> _ページ抜粋_:
━━━━━━━━━━━━━━━━━━━━━━━━━━━━━━

ぼくの近代建築コレクション
東京の都心と下町を中心に、戦前に建てられた古い建物の写真を投稿していきます。
 




渡し舟船着き場前の民家。中央区佃1-2。1988(昭和63)年1月17日

写真の通りは右へ行くと佃川支川(佃堀)に架かる佃小橋がある通りで、写真左の家は隅田川沿いの通りとの三叉路の角にある。その三叉路の隅田川べりには「佃まちかど展示館」という小さな施設が平成24年に開館した。そこが佃の渡しがあった場所で、船着き場は隅田川に張り出した桟橋を横向きに造っていた。コンクリート堤防はなく、1964(昭和39)年に佃大橋の開通で渡し舟が廃止された後に堤防が築かれたことになる。展示館の横に小さな「佃島渡船」の石碑がある。以前あった場所からは展示館の建設により、少し動かされている。その説明版によると、「(佃の渡しは)大正15年東京市の運営に移り、昭和2年3月、無賃の曳船渡船となった。 この石碑は、この時に建てたものである」。
写真の通りは写真右端の山本菓子店の先からいくらか狭くなるが、そこまではかなり広くて広小路のような感じである。昔からの幅なのだろうか? 東京都の無形文化財である盆踊り(念仏踊り)が行われる場所として、昔から確保されていたのかもしれない。
写真の景観はずっと変わらないように思っていたが、そうはいかず、角の二軒長屋と出桁造りの佃屋酒店の間にあった2軒の民家が建て替わった。



佃屋酒店、山本菓子店。佃1-2。1989(平成1)年10月27日

1枚目写真の右端から逆方向を撮った写真。山本商店は駄菓子屋。リバーシティ21などの超高層マンションに住む子供もやってくるのかもしれない。創業100年以上としているサイトもある。佃屋酒店は戦前に建てられた出桁造りの家で、昔からある店のようだ。山本商店の建物は戦後に建て替えたものだろう。昭和20年代の火保図では、「大塚酒店」と「荒物S〈店〉山本」。

コメント ( 2 ) | Trackback ( 0 )





佃大橋から。中央区佃1-3。1988(昭和63)年1月17日

佃島といえば佃煮で、佃島の隅田川沿いの通りに、江戸期から続く老舗が3軒、店を開いている。すなわち、佃源田中=1843(天保14)年創業、天安=1837(天保8)年創業、丸久=1859(安政6)年創業の3軒。

━━━━━━━━━━━━━━━━━━━━━━━━━━━━━━

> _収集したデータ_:
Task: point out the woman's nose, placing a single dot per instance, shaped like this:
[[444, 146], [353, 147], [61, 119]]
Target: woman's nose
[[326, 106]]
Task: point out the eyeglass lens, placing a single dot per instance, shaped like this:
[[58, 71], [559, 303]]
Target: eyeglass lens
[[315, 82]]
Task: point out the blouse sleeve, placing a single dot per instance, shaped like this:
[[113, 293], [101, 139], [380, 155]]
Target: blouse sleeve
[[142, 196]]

━━━━━━━━━━━━━━━━━━━━━━━━━━━━━━

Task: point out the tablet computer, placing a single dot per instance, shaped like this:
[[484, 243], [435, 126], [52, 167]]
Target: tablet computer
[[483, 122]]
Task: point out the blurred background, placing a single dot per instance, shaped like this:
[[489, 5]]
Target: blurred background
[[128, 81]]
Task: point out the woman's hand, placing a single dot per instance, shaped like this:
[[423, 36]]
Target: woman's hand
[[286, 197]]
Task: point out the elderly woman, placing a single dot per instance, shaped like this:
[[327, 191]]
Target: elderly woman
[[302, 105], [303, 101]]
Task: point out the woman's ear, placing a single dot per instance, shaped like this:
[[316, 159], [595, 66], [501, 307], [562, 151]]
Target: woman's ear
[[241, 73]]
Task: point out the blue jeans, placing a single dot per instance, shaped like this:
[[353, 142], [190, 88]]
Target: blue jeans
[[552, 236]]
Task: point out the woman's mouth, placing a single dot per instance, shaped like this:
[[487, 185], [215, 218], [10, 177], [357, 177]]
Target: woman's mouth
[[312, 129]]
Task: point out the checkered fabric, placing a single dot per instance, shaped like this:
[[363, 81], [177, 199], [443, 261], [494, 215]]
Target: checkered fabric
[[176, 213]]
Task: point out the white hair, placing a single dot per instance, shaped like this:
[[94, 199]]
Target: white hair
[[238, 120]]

━━━━━━━━━━━━━━━━━━━━━━━━━━━━━━

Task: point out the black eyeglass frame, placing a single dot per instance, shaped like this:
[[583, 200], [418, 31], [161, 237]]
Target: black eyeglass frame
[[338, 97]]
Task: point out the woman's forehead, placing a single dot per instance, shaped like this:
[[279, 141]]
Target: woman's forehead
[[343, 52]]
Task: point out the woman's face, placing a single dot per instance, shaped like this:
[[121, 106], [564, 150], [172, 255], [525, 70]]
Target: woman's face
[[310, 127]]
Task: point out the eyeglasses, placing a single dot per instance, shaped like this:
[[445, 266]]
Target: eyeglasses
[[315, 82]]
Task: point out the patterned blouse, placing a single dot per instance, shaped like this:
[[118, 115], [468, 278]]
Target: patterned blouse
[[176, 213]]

━━━━━━━━━━━━━━━━━━━━━━━━━━━━━━

> _課題の指示_: 上の佃島の古い建物についての文章で、佃島の隅田川沿いの通りにある江戸期から続く老舗をすべて挙げ、それぞれの創業年を添えること。

> _解答例_:
佃源田中:1843(天保14)年創業
天安:1837(天保8)年創業
丸久:1859(安政6)年創業